Job: Return each line in the rows below that contains the word "magenta", copied in full.

↓

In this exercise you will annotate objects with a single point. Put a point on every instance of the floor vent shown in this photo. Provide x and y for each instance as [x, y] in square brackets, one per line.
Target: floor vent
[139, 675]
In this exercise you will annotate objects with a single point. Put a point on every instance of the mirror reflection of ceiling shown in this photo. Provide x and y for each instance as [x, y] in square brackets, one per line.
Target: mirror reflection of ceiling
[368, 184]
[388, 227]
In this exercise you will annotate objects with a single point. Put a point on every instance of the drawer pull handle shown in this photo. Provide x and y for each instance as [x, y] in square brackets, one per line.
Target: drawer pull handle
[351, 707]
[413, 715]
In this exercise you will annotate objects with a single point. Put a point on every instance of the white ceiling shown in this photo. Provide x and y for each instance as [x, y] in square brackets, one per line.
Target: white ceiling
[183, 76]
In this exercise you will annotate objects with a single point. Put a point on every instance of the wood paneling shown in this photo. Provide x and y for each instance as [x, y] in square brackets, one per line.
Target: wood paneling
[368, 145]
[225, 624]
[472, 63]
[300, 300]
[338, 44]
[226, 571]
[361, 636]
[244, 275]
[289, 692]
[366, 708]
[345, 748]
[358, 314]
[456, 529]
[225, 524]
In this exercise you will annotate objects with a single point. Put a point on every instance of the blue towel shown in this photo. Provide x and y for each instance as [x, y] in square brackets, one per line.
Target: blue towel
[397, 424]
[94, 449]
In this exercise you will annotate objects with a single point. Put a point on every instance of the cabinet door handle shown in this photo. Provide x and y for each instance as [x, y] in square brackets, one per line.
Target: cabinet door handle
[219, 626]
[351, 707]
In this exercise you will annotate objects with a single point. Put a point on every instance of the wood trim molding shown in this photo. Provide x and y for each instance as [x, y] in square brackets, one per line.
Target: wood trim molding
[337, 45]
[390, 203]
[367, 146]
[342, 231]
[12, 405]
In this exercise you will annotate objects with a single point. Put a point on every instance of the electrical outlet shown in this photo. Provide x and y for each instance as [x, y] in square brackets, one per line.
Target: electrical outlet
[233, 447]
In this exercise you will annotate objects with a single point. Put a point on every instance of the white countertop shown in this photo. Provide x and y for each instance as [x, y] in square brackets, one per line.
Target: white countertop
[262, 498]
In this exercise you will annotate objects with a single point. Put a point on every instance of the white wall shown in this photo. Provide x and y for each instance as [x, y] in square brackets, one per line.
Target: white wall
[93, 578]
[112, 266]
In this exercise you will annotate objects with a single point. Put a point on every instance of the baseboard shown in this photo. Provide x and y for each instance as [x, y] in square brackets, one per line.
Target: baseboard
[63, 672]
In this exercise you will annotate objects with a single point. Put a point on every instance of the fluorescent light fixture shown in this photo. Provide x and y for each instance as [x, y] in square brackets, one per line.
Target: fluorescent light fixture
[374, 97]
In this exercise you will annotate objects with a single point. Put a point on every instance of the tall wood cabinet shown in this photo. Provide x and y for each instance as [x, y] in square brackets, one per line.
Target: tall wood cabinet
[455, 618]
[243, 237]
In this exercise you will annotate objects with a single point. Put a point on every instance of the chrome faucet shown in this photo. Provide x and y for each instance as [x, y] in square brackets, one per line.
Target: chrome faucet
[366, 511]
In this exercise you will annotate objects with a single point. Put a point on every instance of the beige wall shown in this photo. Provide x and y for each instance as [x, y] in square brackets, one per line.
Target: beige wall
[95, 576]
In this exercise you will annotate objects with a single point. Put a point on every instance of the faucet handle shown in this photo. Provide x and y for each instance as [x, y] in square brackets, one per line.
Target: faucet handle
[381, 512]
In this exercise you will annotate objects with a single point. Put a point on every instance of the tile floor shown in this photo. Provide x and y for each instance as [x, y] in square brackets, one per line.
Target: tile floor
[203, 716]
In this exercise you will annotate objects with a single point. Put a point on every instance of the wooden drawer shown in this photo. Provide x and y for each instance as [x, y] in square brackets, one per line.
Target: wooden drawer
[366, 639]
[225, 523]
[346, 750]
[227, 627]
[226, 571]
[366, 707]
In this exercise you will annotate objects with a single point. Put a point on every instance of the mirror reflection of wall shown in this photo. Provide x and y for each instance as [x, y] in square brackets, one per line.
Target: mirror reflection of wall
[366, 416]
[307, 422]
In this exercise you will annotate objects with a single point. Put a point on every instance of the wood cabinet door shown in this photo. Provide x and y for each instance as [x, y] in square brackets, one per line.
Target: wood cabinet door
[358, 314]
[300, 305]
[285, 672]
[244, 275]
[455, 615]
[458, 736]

↑
↓

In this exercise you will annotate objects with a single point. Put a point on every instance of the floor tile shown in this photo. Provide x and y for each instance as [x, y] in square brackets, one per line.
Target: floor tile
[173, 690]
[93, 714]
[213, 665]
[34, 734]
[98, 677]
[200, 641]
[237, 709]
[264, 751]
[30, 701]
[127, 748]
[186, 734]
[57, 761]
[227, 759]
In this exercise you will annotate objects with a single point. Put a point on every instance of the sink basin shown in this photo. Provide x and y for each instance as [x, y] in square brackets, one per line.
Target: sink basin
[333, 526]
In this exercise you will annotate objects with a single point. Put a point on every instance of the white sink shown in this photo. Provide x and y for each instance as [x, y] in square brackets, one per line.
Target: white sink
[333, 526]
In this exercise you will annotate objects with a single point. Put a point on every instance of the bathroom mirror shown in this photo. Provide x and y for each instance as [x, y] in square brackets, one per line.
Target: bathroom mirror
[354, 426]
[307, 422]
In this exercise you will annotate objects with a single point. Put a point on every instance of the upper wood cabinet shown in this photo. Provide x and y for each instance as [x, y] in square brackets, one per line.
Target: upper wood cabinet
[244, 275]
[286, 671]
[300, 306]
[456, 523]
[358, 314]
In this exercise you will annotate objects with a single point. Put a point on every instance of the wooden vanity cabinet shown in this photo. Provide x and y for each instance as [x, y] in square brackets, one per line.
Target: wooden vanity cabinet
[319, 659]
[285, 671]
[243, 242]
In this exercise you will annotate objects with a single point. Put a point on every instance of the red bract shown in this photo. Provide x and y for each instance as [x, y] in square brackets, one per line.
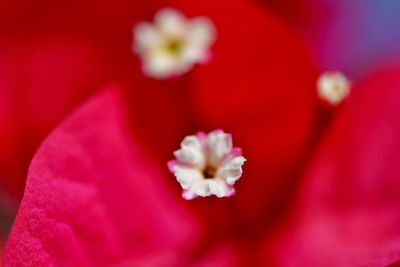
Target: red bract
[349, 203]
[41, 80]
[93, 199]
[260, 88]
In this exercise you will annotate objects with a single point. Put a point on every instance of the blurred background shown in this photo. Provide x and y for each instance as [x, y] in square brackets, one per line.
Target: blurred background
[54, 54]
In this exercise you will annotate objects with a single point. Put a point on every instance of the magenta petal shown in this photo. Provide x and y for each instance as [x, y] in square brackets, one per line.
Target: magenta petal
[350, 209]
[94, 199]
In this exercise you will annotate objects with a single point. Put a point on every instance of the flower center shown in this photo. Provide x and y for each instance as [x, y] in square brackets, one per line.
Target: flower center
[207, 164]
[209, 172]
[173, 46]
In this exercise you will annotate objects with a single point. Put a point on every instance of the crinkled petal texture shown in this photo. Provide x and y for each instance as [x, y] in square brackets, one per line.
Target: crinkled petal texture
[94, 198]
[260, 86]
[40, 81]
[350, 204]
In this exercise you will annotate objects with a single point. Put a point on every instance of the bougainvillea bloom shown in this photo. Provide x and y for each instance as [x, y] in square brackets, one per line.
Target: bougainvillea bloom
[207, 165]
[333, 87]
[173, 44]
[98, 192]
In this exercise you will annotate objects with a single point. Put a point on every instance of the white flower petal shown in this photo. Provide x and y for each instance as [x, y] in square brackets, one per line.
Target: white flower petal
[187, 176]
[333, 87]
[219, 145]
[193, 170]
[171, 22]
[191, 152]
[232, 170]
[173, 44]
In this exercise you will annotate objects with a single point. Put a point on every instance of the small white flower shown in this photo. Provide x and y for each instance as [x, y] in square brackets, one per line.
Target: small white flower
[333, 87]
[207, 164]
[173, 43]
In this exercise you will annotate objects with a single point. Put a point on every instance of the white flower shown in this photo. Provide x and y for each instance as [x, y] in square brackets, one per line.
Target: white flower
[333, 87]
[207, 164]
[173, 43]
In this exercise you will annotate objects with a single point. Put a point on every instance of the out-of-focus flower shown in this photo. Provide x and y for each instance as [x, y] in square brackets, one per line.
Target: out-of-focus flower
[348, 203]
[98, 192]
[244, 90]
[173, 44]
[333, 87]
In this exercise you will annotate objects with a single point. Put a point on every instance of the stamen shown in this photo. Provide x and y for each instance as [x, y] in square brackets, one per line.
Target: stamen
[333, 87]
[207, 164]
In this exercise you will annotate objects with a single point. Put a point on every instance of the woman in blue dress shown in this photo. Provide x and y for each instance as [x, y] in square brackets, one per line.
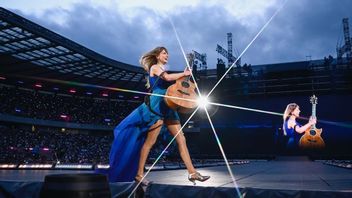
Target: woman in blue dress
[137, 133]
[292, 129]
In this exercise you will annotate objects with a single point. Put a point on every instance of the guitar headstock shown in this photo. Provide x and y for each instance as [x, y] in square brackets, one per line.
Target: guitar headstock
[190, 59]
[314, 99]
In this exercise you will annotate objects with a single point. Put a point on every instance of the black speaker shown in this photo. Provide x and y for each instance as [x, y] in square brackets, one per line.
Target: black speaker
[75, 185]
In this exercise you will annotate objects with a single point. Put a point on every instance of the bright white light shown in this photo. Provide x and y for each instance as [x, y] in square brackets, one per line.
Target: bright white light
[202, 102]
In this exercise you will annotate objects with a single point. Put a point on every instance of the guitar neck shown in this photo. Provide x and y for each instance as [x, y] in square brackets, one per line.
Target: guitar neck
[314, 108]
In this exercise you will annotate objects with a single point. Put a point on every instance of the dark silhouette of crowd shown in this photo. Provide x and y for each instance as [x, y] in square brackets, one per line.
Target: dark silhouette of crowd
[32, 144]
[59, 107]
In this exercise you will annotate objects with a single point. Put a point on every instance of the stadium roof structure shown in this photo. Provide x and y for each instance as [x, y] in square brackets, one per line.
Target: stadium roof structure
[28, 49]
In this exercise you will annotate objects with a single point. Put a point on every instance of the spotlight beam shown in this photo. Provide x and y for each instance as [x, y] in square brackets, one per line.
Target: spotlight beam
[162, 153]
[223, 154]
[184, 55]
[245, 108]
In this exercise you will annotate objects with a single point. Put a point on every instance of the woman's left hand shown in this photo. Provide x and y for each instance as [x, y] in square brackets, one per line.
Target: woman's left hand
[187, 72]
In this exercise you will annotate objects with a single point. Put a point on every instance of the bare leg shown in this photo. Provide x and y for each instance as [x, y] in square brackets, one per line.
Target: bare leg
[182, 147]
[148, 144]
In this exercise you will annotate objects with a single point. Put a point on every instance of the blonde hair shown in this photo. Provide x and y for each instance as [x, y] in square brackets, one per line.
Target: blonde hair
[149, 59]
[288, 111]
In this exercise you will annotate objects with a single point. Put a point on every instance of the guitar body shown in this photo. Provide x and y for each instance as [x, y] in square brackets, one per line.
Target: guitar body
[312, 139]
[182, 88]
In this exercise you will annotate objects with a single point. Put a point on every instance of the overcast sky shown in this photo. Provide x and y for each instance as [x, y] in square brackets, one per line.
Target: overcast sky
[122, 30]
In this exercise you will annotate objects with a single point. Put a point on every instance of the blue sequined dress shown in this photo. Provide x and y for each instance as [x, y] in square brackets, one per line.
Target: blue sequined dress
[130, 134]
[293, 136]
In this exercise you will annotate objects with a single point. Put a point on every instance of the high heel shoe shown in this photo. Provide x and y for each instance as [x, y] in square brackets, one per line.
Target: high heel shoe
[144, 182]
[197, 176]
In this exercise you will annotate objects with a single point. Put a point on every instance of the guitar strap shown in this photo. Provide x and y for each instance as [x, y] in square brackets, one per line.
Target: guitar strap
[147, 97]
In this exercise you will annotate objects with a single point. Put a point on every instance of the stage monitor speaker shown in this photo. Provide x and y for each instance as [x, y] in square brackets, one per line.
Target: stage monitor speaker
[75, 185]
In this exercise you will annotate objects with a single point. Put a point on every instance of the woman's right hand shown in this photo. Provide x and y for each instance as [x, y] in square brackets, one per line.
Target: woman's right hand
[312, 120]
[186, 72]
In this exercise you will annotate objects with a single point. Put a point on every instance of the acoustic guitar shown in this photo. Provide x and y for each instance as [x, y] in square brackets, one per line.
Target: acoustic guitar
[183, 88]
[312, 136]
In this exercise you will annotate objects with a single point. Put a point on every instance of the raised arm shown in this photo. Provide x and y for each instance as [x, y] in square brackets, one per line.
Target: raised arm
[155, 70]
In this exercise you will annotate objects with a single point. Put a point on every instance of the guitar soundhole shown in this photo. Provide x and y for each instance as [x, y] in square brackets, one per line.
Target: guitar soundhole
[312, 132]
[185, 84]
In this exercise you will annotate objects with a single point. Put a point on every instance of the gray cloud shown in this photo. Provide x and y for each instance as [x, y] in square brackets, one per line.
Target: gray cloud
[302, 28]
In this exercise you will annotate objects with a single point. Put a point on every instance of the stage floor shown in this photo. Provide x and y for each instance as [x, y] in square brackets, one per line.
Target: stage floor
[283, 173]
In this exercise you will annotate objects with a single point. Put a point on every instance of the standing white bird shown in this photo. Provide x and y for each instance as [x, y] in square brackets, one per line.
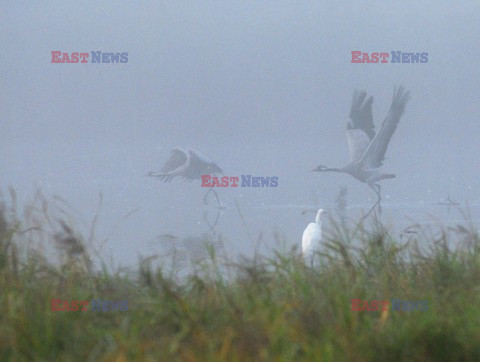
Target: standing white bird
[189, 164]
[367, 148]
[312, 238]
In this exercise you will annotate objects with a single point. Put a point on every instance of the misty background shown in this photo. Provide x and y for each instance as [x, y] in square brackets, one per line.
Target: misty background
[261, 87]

↑

The completed task:
In this exercise you will annotate objects with a single point. Put a point on every instance of the magenta petal shown in this photo. Provide x and y for each instance as [x, y] in square brackets, one per line.
Target: magenta petal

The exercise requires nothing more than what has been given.